### TEXT
370 P.3d 553
Or. Ct. App.2016Background
- Victim found dead on a beach; cause of death contested (prosecution: strangulation in Washington County; defense at trial: drowning in Clatsop County after petitioner threw her from a bridge).
- Forensic evidence: high morphine level in victim, semen matching petitioner, and victim’s blood on petitioner’s car; petitioner had history of drugging/sexually abusing young women.
- At criminal trial defense presented Dr. Ferris (drowning) and pursued a venue-based defense; petitioner was convicted of aggravated murder and sentenced to death; Oregon Supreme Court affirmed.
- Petitioner filed a post-conviction relief (PCR) petition claiming trial counsel inadequately investigated an alternative morphine-overdose defense and failed to obtain a toxicologist’s opinion.
- At PCR trial two experts (Drs. Julien and Ophoven) testified that morphine overdose could have caused death; state’s expert did not opine that overdose was the cause.
- PCR court found counsel’s investigation unreasonable for failing to consult a toxicologist, concluded prejudice (the evidence could have affected guilt/penalty), vacated convictions and ordered a new trial; state appealed.

[Point-per-instance localization records]
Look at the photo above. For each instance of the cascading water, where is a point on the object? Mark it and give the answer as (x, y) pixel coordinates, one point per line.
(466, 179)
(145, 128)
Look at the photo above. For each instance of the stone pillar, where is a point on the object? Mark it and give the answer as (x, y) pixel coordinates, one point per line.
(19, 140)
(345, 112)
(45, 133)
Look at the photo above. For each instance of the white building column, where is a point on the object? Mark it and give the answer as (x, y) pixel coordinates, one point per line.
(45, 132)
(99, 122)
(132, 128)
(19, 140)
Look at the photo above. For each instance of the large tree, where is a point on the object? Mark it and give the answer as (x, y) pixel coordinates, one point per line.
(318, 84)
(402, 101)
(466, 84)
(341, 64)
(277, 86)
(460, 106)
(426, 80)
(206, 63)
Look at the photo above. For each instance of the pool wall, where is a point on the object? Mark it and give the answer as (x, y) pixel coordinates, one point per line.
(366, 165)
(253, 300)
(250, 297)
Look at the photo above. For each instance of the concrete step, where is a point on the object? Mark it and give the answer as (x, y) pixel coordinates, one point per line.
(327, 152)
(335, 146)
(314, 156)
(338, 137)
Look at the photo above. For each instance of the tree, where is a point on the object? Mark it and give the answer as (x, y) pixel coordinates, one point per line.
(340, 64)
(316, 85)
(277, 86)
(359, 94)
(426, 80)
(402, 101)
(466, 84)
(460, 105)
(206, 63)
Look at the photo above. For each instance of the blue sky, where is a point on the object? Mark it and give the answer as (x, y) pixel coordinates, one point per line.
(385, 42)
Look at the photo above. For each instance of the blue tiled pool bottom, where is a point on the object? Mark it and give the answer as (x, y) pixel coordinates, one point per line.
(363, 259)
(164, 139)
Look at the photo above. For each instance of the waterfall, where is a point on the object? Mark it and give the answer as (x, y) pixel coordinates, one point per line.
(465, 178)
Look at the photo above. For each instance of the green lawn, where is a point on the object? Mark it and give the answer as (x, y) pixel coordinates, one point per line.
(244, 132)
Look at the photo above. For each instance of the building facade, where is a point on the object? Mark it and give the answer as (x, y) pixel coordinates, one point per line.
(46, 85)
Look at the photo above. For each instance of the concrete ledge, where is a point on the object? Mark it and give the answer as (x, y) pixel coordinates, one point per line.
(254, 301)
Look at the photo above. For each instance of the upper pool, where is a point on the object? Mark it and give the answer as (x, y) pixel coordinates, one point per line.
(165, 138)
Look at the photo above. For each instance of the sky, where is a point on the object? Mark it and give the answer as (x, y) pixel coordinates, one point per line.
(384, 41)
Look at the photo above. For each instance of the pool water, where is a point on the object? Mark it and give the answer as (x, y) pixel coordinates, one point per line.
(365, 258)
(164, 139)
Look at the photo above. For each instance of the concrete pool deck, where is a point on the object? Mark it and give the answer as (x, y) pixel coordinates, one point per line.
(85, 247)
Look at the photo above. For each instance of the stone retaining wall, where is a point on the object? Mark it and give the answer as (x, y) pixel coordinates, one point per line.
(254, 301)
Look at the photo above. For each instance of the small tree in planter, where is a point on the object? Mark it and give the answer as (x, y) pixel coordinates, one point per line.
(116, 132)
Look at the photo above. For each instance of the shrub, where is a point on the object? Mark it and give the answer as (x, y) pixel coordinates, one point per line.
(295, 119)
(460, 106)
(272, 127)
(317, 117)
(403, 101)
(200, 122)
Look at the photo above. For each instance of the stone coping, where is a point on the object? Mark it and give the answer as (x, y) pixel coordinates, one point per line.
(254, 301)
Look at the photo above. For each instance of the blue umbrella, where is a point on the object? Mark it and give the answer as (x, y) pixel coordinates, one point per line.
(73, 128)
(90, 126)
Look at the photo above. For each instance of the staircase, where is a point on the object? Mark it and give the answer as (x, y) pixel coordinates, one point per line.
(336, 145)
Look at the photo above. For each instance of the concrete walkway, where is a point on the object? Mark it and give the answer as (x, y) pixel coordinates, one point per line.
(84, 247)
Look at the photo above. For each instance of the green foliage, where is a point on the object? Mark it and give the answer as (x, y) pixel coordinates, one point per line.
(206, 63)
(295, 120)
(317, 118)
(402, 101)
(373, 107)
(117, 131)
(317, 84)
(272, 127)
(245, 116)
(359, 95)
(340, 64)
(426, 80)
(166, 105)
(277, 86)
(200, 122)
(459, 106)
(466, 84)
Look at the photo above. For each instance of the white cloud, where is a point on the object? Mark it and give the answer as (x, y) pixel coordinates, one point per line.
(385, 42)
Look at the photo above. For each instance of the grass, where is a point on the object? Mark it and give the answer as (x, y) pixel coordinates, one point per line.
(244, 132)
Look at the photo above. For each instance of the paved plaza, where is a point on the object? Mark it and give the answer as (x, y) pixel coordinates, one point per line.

### TASKS FOR THIS EXERCISE
1. Name every doctor mentioned in the case summary.
2. In the case summary, substitute "postconviction relief" for "post-conviction relief" and write out the passage starting with "- Forensic evidence: high" and going on through "a toxicologist’s opinion.".
Use only the case summary to respond.

### ANSWERS TO THE EXERCISES
1. Dr. Ferris, Dr. Julien, Dr. Ophoven

2.
- Forensic evidence: high morphine level in victim, semen matching petitioner, and victim’s blood on petitioner’s car; petitioner had history of drugging/sexually abusing young women.
- At criminal trial defense presented Dr. Ferris (drowning) and pursued a venue-based defense; petitioner was convicted of aggravated murder and sentenced to death; Oregon Supreme Court affirmed.
- Petitioner filed a postconviction relief (PCR) petition claiming trial counsel inadequately investigated an alternative morphine-overdose defense and failed to obtain a toxicologist’s opinion.